- Opening Delimiter -
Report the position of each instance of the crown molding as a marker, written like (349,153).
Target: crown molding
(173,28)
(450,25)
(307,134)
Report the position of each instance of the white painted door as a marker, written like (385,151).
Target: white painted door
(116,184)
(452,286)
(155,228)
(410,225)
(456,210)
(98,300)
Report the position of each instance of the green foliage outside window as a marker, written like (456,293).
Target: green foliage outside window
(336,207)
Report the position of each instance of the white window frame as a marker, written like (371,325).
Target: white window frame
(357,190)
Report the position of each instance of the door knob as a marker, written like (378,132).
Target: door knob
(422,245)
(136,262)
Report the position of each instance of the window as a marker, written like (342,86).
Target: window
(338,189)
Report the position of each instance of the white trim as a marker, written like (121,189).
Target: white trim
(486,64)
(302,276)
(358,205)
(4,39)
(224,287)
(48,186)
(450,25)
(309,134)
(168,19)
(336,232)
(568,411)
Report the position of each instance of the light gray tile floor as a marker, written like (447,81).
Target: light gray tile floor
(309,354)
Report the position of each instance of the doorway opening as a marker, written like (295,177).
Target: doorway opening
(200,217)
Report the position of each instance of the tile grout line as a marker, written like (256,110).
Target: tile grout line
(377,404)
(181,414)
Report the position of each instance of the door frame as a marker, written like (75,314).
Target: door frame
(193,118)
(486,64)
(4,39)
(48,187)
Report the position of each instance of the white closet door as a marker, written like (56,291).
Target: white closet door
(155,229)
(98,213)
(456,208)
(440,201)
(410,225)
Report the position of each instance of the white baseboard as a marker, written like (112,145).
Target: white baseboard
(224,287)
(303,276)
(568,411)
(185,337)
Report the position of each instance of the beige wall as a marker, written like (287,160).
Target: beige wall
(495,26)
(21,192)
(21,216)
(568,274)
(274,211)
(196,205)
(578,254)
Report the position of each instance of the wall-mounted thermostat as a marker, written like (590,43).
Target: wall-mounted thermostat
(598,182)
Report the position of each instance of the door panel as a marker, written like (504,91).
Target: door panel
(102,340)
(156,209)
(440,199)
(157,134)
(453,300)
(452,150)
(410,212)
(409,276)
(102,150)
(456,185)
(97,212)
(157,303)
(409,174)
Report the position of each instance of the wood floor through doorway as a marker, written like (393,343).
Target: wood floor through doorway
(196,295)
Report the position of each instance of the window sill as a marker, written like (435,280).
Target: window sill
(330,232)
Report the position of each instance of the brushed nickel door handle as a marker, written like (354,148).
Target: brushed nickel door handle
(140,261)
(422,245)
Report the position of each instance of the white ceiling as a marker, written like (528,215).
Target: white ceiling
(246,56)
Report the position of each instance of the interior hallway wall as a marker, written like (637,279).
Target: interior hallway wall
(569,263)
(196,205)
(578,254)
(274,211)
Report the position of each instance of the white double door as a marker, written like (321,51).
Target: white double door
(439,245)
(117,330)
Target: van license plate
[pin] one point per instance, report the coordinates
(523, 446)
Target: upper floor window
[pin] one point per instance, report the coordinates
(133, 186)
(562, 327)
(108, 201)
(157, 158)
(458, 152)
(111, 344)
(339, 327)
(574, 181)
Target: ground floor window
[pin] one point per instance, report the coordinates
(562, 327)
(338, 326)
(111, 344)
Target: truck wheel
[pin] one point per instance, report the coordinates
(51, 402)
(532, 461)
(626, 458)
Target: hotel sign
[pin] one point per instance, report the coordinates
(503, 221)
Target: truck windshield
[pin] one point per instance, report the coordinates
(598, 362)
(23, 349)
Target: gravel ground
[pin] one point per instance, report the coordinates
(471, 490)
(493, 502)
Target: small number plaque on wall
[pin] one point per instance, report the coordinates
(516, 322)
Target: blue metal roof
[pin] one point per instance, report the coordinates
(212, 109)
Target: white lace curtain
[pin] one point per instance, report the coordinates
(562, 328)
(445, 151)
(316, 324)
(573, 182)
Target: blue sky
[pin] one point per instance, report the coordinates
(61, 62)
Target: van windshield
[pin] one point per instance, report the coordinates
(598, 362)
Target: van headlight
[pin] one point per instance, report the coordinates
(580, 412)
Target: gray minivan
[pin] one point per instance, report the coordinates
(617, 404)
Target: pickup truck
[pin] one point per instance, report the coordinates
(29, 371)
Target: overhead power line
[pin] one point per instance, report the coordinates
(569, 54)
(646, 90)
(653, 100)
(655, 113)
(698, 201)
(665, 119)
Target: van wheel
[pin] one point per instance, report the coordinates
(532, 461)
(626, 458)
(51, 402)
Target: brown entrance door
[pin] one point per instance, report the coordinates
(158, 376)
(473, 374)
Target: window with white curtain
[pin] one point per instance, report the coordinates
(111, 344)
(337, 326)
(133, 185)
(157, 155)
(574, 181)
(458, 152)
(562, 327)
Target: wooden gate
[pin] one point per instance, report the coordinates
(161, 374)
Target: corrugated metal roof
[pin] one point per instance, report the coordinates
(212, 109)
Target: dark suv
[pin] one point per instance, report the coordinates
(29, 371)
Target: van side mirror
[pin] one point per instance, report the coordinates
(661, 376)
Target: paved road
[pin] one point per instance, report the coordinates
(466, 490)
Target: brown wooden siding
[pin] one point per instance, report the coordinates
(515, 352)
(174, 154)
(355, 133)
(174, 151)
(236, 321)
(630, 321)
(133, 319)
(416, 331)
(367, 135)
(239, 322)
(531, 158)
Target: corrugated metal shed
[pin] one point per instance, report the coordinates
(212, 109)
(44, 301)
- Closing Delimiter -
- WHAT YOU WILL DO:
Reproduce the material word for word. Leave nothing out.

- COMPLETED TASK:
Report the position of each instance of the crown molding as a marker, written like (349,153).
Target: crown molding
(173,28)
(450,25)
(307,134)
Report the position of each instance of the white painted door as a marker, written like (385,151).
Target: white painted door
(116,184)
(452,286)
(155,228)
(410,225)
(456,210)
(98,300)
Report the position of each instance of the green foliage outside window as a marker, written like (456,293).
Target: green foliage outside window
(336,207)
Report the position of each instance of the white window frame as a marker, written like (371,325).
Target: white window frame
(357,190)
Report the position of each instance of the door knob as a marker, written like (378,132).
Target: door knob
(422,245)
(136,262)
Report the position of each instance of the window as a marker, written like (342,86).
Target: window
(338,189)
Report the position of each instance of the white trim as a marker, written like (121,189).
Target: white trim
(486,64)
(302,276)
(358,205)
(4,39)
(224,287)
(48,186)
(450,25)
(309,134)
(168,19)
(336,232)
(568,411)
Report the position of each instance of the light gray tile floor as a marker, written like (447,81).
Target: light gray tile floor
(309,354)
Report the position of each instance of the doorway opening as a marker, written like (295,177).
Target: doorway opening
(200,217)
Report the position of each instance of the tile grout line as a marker, written like (256,110).
Target: tile grout line
(377,404)
(181,414)
Report the position of each instance of the door frame as a marker, written like (75,314).
Target: door frame
(193,118)
(486,64)
(4,39)
(48,187)
Report the position of each instance of the white closet door as a marker, written like (56,291).
Target: white closet door
(155,229)
(98,213)
(456,208)
(440,201)
(410,225)
Report the position of each instance of the white baseboard as a marker, written like (112,145).
Target: white baseboard
(224,287)
(303,276)
(568,411)
(185,337)
Report the position of each instance of the beige wall as a marker, written like (287,160).
Target: beige wall
(495,26)
(21,192)
(21,216)
(568,274)
(274,211)
(196,205)
(578,254)
Report the position of each instance of the wall-mounted thermostat as a marker, written like (590,43).
Target: wall-mounted thermostat
(598,182)
Report the position of each instance of the door panel as a marker, written like (504,91).
Target: door panel
(102,340)
(156,209)
(440,199)
(157,134)
(453,300)
(452,150)
(410,212)
(409,276)
(102,150)
(456,185)
(97,212)
(157,303)
(409,174)
Report the position of each instance of the wood floor through doorway as a marker, written like (393,343).
Target: wood floor through doorway
(196,295)
Report the position of each instance of the window sill as a marker, written like (435,280).
Target: window sill
(330,232)
Report the position of each instance of the brushed nickel door handle as a marker, written like (354,148).
Target: brushed nickel door handle
(140,261)
(422,245)
Report the position of each instance of the white ceiling as a marker, written like (528,215).
Target: white ceiling
(246,56)
Report the position of each instance of the interior hallway wall as a marker, written like (637,279).
Target: interior hallway wall
(569,263)
(196,205)
(578,254)
(274,211)
Report the position of each instance of the white double door as a marker, written like (321,51).
Target: white double door
(439,245)
(117,330)
Target: van license plate
[pin] one point per instance, report the coordinates
(523, 446)
Target: upper floor window
[pin] one point per instance, report the coordinates
(133, 186)
(562, 327)
(108, 201)
(157, 158)
(458, 152)
(111, 344)
(339, 327)
(574, 181)
Target: ground floor window
[pin] one point per instance, report the coordinates
(562, 327)
(338, 326)
(111, 344)
Target: truck wheel
[pin] one point per instance, report the coordinates
(51, 402)
(532, 461)
(626, 458)
Target: hotel sign
[pin] one point per instance, report the coordinates
(503, 221)
Target: truck windshield
[pin] one point per instance, report the coordinates
(598, 362)
(23, 349)
Target: gravel ground
[pin] one point per instance, report the coordinates
(471, 490)
(493, 502)
Target: small number plaque on wall
[pin] one point per instance, report the coordinates
(516, 322)
Target: blue metal roof
[pin] one point per instance, report the coordinates
(212, 109)
Target: white lace curtain
[pin] one point per instance, report the coordinates
(562, 328)
(445, 151)
(316, 324)
(573, 182)
Target: blue sky
[pin] one point per instance, report the coordinates
(61, 62)
Target: van windshield
[pin] one point per instance, report the coordinates
(598, 362)
Target: van headlight
[pin] one point per instance, report the coordinates
(580, 412)
Target: gray minivan
[pin] one point per instance, report the coordinates
(617, 404)
Target: pickup truck
[pin] one point per instance, report the coordinates
(29, 371)
Target: overhead power line
[pin] one point per instance, report the coordinates
(569, 54)
(646, 90)
(653, 100)
(655, 113)
(698, 201)
(665, 119)
Target: van wheel
[pin] one point per instance, report the coordinates
(532, 461)
(626, 458)
(51, 402)
Target: brown entrance door
[pin] one point per instance, report the coordinates
(158, 376)
(473, 374)
Target: window with white curtain
[pin] one point per instance, report the coordinates
(111, 344)
(337, 326)
(133, 185)
(157, 155)
(574, 181)
(458, 152)
(562, 327)
Target: wooden gate
[pin] one point per instance, report the coordinates
(161, 374)
Target: corrugated metal roof
[pin] one point per instance, report the coordinates
(212, 109)
Target: dark suv
[pin] one point per instance, report the coordinates
(29, 371)
Target: van side mirror
[pin] one point per instance, report the coordinates
(661, 376)
Target: paved road
[pin] one point per instance, report the coordinates
(466, 490)
Target: brown wooden siding
[pin] one point per instance, report the coordinates
(515, 352)
(174, 154)
(355, 133)
(174, 151)
(236, 321)
(630, 321)
(133, 319)
(416, 331)
(367, 135)
(239, 322)
(531, 158)
Target: corrugated metal shed
[pin] one point per instance, report the coordinates
(212, 109)
(44, 301)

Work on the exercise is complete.